Goal of the exercise: Render the stretch of the listing from its start through the line containing "box: [21, 47, 28, 57]" as a Markdown table with the columns Row and Text, giving each line a row number and leaving out blank lines.

Records for this task:
>>

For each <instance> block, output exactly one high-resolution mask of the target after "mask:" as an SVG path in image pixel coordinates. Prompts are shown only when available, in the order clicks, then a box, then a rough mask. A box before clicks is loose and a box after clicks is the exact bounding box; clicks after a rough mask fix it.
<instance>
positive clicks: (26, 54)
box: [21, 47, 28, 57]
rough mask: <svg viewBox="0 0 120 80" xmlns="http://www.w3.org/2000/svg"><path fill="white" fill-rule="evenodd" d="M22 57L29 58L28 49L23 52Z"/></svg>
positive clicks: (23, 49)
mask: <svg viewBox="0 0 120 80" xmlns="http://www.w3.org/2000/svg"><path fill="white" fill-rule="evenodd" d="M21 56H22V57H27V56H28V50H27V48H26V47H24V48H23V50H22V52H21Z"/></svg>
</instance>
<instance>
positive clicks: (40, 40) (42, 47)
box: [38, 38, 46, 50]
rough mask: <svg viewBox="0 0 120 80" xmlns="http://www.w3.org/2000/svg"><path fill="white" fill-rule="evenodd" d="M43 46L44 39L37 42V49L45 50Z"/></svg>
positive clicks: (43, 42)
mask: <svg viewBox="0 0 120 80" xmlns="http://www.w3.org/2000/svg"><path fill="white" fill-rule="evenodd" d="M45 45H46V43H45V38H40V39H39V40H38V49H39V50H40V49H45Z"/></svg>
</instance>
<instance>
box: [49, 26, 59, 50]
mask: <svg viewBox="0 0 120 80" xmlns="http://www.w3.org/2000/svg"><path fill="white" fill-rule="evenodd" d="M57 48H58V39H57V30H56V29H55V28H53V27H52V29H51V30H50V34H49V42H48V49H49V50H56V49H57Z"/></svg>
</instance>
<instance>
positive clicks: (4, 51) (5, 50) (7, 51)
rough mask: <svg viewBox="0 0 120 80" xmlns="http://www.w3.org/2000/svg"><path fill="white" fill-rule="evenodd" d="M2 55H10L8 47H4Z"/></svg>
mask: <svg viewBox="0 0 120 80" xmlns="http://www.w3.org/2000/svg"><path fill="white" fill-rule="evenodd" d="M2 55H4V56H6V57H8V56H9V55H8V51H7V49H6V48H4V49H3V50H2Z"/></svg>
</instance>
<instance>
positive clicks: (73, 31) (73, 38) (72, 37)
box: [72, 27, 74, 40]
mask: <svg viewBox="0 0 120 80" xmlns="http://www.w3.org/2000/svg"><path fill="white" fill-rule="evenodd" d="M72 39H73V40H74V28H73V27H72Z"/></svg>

<<

Your solution:
| Row | Text |
|---|---|
| 1 | For each <instance> block, output exactly one high-resolution mask of the target after "mask:" as an SVG path in image pixel coordinates. Prompts are shown only when available, in the order clicks, then a box, then a rough mask. A box before clicks is loose and a box after clicks is the exact bounding box; clicks after a rough mask fix it. |
| 2 | <instance> |
| 3 | positive clicks: (26, 54) |
| 4 | box: [21, 47, 28, 57] |